**Task set:**
1. From the GPT-OSS 120B article, reproduce the passage starting with "I’ve been testing" and going on through "layers in VRAM.", swapping "system RAM" for "main memory".
2. In the GPT-OSS 120B article, turn the paragraph beginning "My test system was" into a short list that keeps its main facts.

**Excerpt provided:**
══════

GPT-OSS 120B: Offloading MoE Layers to CPU Boosts RTX 3090 and 5090 Performance

I’ve been testing the --n-cpu-moe flag in llama.cpp to see how much it improves performance with large Mixture of Experts models. The standard method of splitting layers between the GPU and CPU can be slow for these models. This flag offers a more targeted approach by moving just the expert layers to system RAM while keeping the more critical attention layers in VRAM.

After my recent tests with a triple RTX 3090 setup on GPT-OSS 120B, I decided to do this single RTX 3090 test to measure the difference on a more common configuration. I ran some benchmarks to see the real-world numbers.

RTX 3090 Performance with GPT-OSS 120B

My test system was: a single NVIDIA RTX 3090 with 24 GB of VRAM, an AMD EPYC 7343 CPU, and 64 GB of DDR4 3200 MT/s system memory. The OS was Ubuntu 24.04 LTS with the latest llama.cpp server as inference engine and Open WebUI as front end.

The Standard Approach: Simple Layer Splitting

When I tried to run the gpt-oss 120B model with a standard layer split, I could only fit 13 of the 32 layers into VRAM. The performance was not practical for interactive use, with token generation speed below one token per second.

══════

**Data section:**
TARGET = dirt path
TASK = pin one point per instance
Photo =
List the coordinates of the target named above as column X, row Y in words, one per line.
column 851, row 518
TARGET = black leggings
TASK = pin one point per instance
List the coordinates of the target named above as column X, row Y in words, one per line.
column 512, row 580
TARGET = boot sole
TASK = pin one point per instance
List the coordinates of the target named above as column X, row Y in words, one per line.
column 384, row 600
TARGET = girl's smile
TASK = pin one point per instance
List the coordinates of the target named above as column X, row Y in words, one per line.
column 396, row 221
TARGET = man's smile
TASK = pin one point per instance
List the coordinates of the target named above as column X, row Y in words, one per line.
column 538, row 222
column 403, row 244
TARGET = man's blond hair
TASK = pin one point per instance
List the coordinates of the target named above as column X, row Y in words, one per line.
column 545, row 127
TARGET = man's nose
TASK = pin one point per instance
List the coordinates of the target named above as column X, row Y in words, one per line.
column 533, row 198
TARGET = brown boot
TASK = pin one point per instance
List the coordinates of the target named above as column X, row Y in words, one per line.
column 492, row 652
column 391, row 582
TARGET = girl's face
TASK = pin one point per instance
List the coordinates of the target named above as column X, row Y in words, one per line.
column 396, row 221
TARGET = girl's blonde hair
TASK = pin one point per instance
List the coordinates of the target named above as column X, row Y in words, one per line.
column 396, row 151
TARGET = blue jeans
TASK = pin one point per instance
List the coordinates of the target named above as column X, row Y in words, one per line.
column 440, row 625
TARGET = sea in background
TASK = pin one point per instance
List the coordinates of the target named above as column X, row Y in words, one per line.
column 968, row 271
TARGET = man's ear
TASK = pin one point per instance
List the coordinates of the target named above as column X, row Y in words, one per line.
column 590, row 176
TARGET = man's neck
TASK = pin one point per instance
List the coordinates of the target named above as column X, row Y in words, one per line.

══════

**Written answers:**
1.
I’ve been testing the --n-cpu-moe flag in llama.cpp to see how much it improves performance with large Mixture of Experts models. The standard method of splitting layers between the GPU and CPU can be slow for these models. This flag offers a more targeted approach by moving just the expert layers to main memory while keeping the more critical attention layers in VRAM.

2.
- GPU: one NVIDIA RTX 3090 with 24 GB of VRAM
- CPU: AMD EPYC 7343
- System memory: 64 GB of DDR4 3200 MT/s
- OS: Ubuntu 24.04 LTS
- Inference engine: latest llama.cpp server
- Front end: Open WebUI